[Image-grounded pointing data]
---*---

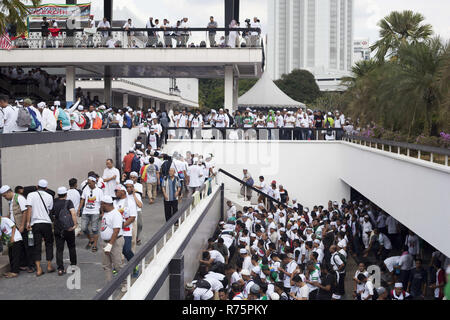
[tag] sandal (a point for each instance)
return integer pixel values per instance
(89, 245)
(10, 275)
(39, 274)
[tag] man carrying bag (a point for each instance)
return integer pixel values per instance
(65, 221)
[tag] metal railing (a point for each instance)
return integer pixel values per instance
(426, 153)
(137, 38)
(316, 134)
(242, 182)
(151, 248)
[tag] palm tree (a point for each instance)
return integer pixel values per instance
(359, 70)
(14, 12)
(400, 28)
(418, 78)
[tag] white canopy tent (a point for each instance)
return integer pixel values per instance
(265, 93)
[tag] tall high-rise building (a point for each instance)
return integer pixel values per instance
(316, 35)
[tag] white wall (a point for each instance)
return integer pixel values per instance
(414, 191)
(128, 138)
(313, 180)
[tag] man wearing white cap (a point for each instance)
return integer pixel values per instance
(195, 174)
(112, 235)
(90, 202)
(39, 204)
(111, 178)
(64, 229)
(18, 214)
(48, 120)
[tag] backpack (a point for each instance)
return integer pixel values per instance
(128, 122)
(65, 220)
(23, 118)
(136, 164)
(166, 167)
(35, 123)
(203, 284)
(97, 122)
(87, 124)
(344, 260)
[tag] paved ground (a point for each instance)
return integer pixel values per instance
(51, 286)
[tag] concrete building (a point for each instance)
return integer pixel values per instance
(361, 50)
(313, 35)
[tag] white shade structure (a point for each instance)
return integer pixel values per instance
(265, 93)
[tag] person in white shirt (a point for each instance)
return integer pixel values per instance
(111, 178)
(112, 235)
(111, 43)
(254, 35)
(13, 238)
(103, 26)
(91, 199)
(195, 174)
(127, 26)
(39, 204)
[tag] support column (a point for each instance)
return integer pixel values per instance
(176, 278)
(70, 86)
(235, 94)
(125, 100)
(229, 88)
(107, 95)
(108, 10)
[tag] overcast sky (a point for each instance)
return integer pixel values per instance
(367, 12)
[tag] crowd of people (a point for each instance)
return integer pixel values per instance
(280, 250)
(50, 85)
(166, 38)
(106, 208)
(25, 115)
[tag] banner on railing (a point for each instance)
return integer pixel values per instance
(60, 12)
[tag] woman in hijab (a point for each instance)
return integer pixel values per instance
(233, 35)
(247, 192)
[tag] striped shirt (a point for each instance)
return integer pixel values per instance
(170, 186)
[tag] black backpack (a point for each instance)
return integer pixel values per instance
(64, 219)
(203, 284)
(166, 167)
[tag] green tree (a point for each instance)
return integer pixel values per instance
(15, 12)
(300, 85)
(399, 28)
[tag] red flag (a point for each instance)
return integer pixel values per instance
(5, 42)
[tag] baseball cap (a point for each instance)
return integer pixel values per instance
(4, 189)
(43, 183)
(107, 199)
(245, 272)
(62, 190)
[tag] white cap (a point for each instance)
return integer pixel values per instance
(274, 296)
(62, 190)
(245, 272)
(107, 199)
(43, 183)
(4, 189)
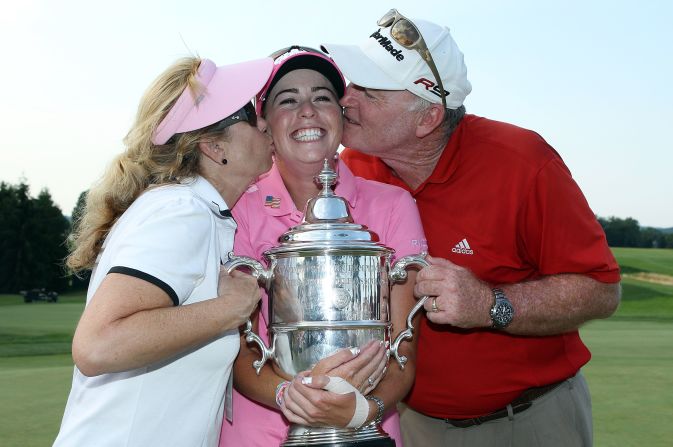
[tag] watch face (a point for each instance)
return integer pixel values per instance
(502, 313)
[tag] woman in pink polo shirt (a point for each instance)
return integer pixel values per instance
(301, 106)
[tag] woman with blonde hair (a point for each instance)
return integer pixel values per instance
(154, 348)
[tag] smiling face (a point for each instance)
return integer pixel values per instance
(304, 118)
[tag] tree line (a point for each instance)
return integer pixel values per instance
(628, 233)
(34, 239)
(33, 242)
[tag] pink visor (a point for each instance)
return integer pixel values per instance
(225, 90)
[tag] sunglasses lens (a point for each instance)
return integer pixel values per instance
(388, 18)
(405, 33)
(283, 51)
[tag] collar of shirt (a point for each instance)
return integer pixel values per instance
(271, 184)
(203, 189)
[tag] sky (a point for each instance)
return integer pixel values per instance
(594, 78)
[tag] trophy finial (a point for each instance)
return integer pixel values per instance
(327, 177)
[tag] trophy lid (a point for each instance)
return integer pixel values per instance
(327, 218)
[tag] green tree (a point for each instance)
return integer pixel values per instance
(652, 238)
(621, 232)
(32, 233)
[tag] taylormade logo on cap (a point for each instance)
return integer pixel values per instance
(380, 62)
(387, 45)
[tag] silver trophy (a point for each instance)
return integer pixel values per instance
(328, 284)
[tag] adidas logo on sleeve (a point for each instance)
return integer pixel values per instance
(463, 248)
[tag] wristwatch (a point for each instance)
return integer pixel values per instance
(502, 311)
(379, 408)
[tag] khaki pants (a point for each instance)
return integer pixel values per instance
(561, 418)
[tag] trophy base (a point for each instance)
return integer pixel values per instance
(368, 436)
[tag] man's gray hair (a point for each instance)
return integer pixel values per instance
(451, 118)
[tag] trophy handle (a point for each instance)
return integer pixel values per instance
(399, 273)
(263, 276)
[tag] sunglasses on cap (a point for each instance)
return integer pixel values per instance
(245, 113)
(408, 35)
(283, 51)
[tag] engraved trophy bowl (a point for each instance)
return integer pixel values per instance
(328, 284)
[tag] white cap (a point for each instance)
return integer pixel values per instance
(382, 63)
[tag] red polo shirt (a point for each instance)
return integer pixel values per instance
(502, 203)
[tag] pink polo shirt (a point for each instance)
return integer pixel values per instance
(265, 212)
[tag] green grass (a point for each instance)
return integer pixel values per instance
(635, 260)
(631, 381)
(34, 391)
(630, 375)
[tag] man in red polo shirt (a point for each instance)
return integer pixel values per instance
(518, 260)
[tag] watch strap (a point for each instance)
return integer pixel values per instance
(380, 408)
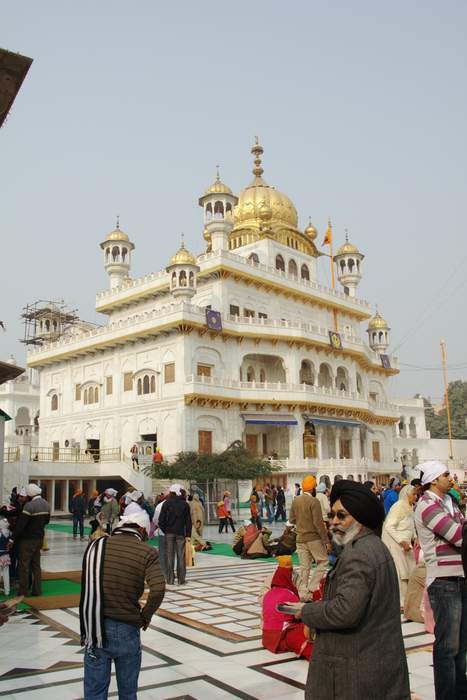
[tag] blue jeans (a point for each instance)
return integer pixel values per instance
(448, 598)
(175, 547)
(123, 645)
(78, 520)
(163, 554)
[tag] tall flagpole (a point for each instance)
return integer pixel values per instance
(446, 396)
(333, 275)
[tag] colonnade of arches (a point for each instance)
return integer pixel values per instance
(146, 384)
(325, 377)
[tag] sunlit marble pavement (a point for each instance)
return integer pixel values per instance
(198, 654)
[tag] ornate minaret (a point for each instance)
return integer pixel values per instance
(218, 202)
(349, 266)
(378, 333)
(117, 249)
(183, 271)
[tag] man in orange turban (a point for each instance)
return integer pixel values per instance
(312, 537)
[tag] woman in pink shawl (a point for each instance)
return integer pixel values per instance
(282, 632)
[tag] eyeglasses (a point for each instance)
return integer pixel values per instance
(340, 515)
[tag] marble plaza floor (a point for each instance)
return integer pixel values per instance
(204, 644)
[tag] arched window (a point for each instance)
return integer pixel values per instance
(359, 384)
(341, 379)
(307, 373)
(324, 376)
(280, 265)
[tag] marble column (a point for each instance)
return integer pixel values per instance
(337, 437)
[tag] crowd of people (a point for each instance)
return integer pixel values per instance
(366, 554)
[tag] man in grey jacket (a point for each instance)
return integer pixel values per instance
(29, 533)
(359, 651)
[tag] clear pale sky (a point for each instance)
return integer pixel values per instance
(361, 108)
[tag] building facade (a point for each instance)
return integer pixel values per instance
(239, 342)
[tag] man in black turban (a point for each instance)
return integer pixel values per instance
(358, 627)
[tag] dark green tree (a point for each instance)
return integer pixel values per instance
(437, 423)
(234, 463)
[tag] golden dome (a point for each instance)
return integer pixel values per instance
(311, 231)
(218, 187)
(348, 248)
(183, 257)
(257, 198)
(377, 323)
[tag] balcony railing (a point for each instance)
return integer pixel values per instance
(72, 454)
(11, 454)
(353, 466)
(308, 390)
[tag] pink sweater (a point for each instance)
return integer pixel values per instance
(440, 533)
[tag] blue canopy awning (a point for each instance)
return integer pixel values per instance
(264, 419)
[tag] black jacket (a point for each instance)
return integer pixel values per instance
(32, 521)
(175, 518)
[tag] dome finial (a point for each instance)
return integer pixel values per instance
(257, 150)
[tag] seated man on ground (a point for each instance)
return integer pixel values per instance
(197, 541)
(281, 632)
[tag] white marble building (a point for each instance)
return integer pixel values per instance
(156, 373)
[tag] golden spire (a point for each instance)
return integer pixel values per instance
(257, 150)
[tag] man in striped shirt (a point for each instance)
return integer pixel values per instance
(439, 526)
(112, 613)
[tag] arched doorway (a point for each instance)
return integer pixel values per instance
(309, 441)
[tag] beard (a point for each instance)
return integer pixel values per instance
(342, 537)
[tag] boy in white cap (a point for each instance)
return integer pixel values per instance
(439, 525)
(28, 534)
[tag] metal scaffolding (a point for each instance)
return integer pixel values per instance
(46, 321)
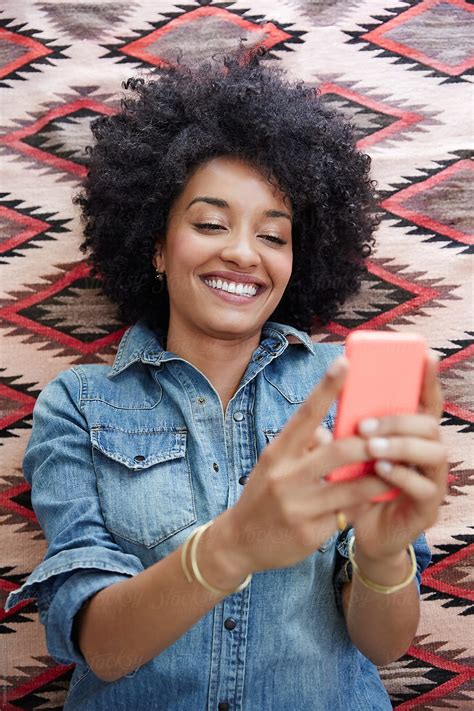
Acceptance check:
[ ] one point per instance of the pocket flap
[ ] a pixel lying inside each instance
(139, 449)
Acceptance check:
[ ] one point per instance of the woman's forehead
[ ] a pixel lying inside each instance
(231, 182)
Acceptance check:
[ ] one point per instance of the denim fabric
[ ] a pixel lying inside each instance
(124, 461)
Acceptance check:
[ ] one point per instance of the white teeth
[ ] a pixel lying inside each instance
(248, 290)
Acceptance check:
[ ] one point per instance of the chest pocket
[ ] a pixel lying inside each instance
(330, 542)
(144, 482)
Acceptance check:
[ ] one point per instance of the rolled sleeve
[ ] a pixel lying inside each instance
(343, 567)
(82, 557)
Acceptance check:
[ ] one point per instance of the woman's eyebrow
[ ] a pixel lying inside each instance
(218, 202)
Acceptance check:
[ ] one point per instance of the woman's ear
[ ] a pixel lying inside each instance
(158, 259)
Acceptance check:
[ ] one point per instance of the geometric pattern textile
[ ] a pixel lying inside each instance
(401, 72)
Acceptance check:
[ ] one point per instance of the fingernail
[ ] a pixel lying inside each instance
(336, 367)
(383, 466)
(368, 426)
(323, 434)
(378, 445)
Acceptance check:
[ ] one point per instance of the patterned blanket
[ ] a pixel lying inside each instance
(400, 70)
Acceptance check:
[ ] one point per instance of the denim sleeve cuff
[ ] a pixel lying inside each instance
(41, 584)
(343, 567)
(63, 583)
(68, 600)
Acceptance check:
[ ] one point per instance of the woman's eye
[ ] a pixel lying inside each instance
(212, 226)
(208, 226)
(272, 238)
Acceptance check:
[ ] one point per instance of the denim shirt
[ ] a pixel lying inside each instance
(124, 461)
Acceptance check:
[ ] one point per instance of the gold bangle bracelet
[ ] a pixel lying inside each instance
(195, 536)
(184, 551)
(376, 587)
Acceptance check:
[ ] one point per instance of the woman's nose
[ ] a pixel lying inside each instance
(242, 249)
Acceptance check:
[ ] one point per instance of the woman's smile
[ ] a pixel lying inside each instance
(233, 292)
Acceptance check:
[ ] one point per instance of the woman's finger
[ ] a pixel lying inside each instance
(418, 425)
(409, 481)
(298, 431)
(321, 436)
(431, 397)
(427, 454)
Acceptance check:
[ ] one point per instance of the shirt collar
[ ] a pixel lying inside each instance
(140, 343)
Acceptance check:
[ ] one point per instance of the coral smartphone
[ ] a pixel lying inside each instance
(384, 378)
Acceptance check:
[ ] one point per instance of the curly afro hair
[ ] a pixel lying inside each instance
(172, 123)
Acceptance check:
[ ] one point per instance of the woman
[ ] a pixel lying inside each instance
(197, 558)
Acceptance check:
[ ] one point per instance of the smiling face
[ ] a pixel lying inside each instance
(230, 222)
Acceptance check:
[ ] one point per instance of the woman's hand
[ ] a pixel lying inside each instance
(412, 457)
(286, 510)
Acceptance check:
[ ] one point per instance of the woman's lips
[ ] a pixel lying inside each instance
(233, 298)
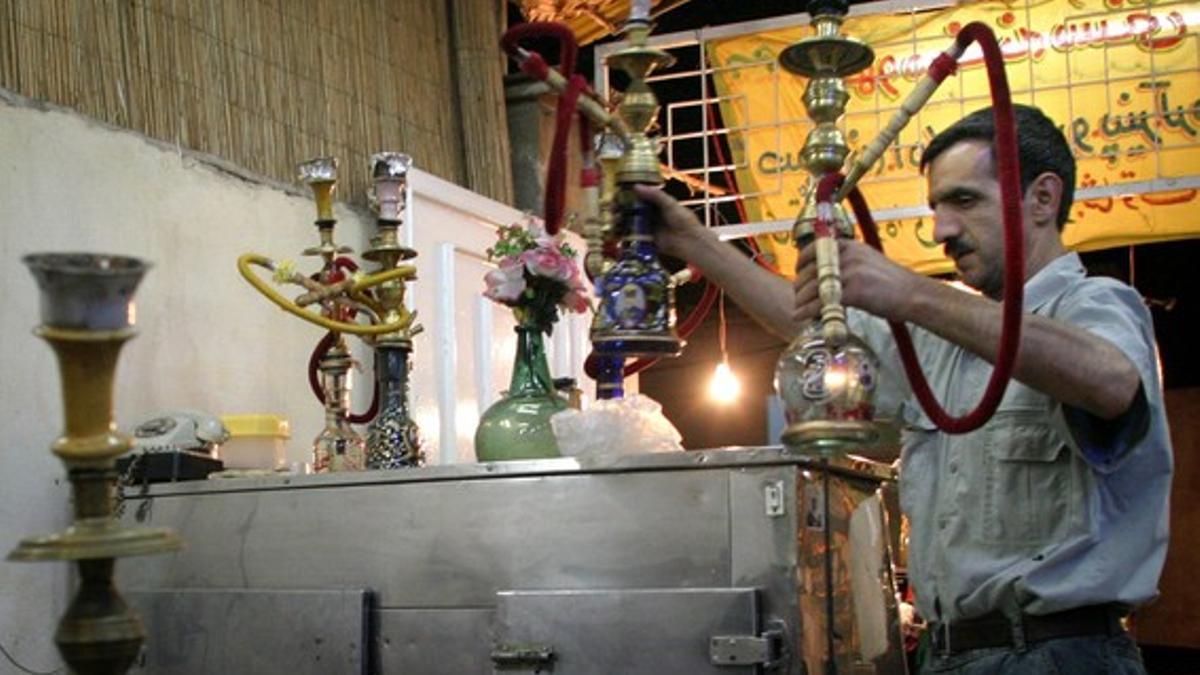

---*---

[DIRECTIONS FOR THIS TASK]: Lines with the word "face" in them are the answer; report each one from the data.

[WORKED SOLUTION]:
[tag] watch face (a point for each instance)
[tag] smiling face (a point for each instance)
[ ] one point per instance of the smiling face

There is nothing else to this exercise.